▶ [INSTRUÇÕES DO EXERCÍCIO]: Dê seguimento ao texto sobre o dossiê contra Yoani Sánchez, começando logo depois da última frase.

▶ [TEXTO DE LEITURA]:
Ataque do governo a Yoani Sánchez é para atender às viúvas da revolução


MONICA JABUTI 
Escritora

Posted: 20 Feb 2013 07:15 PM PST
A participação de um funcionário do governo federal na elaboração do dossiê difamatório contra a blogueira Yoani Sánchez (dossiê que será distribuído por petistas) pode parecer, à primeira vista, um reflexo do histórico alinhamento ideológico do PT ao socialismo e de sua incapacidade de rever velhos dogmas. Mas não é bem assim. A primeira grande lição a tirar do estelionato eleitoral iniciado com a chegada de Lula ao poder é que, ao contrário do que se pensava até então, o PT sempre foi bem menos ideológico do que parecia.

▶ [REGISTROS DE DADOS]:
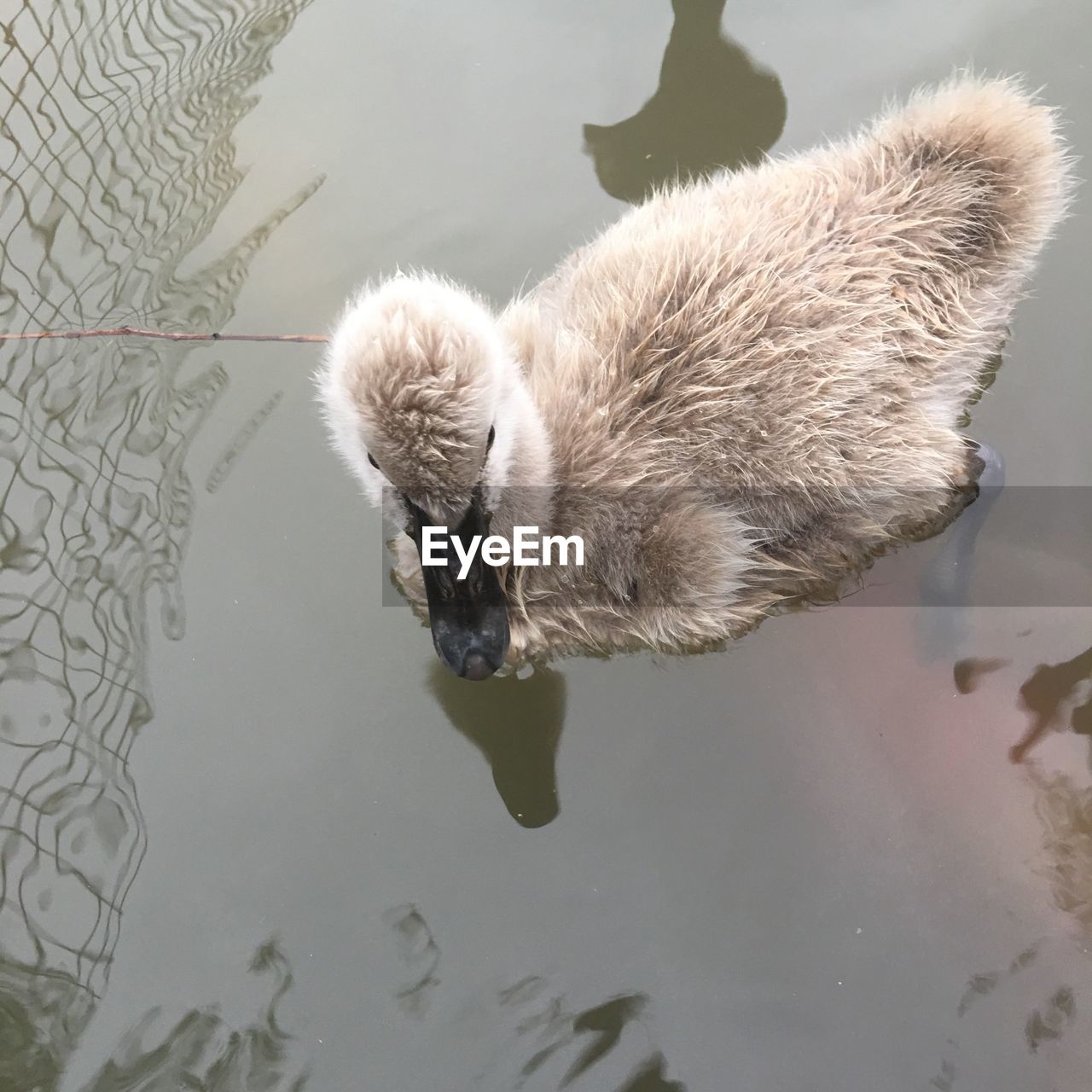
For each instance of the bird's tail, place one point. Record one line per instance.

--

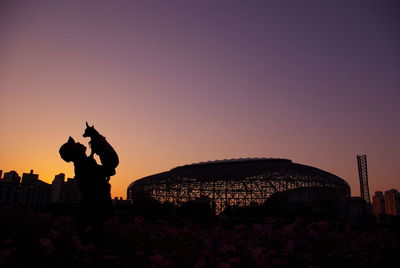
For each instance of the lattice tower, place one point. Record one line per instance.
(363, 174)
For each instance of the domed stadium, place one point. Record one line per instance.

▶ [RESULTADO]:
Certo, os militantes do PT oriundos de partidos comunistas e organizações terroristas, bem como do movimento estudantil e da intelectualidade de esquerda, sempre foram fortemente ideológicos. Todavia, o que ficou claro com a chegada do PT ao poder é que a ala hegemônica dentro do partido é mesmo a ala sindical, da qual proveio Lula, o maior líder do partido, e também gente como Luiz Gushiken, Delúbio Soares, Silvinho Pereira, Waldomiro Diniz, Vicentinho e Luiz Marinho, entre tantas outras figuras de proa do petismo. E os integrantes dessa ala nunca foram movidos por ideologias, pois enxergam na política partidária uma extensão da política sindical, isto é, um meio de subir na vida ocupando cargos nas estruturas burocráticas do partido, dos sindicatos e dos governos conquistados pela legenda. A farta distribuição de empregos públicos federais para sindicalistas, ocorrida após a vitória de Lula, é uma demonstração bastante eloquente disso. Assim, nem surpreende a cara de pau com que Lula jogou no lixo tudo o que ele e seu partido defenderam durante vinte anos para dar continuidade ao que já vinha dos anos FHC: os discursos de Lula, que sempre primaram pela demagogia populista e pelo simplismo falseador, nunca tiveram lastro em convicções ideológicas verdadeiras.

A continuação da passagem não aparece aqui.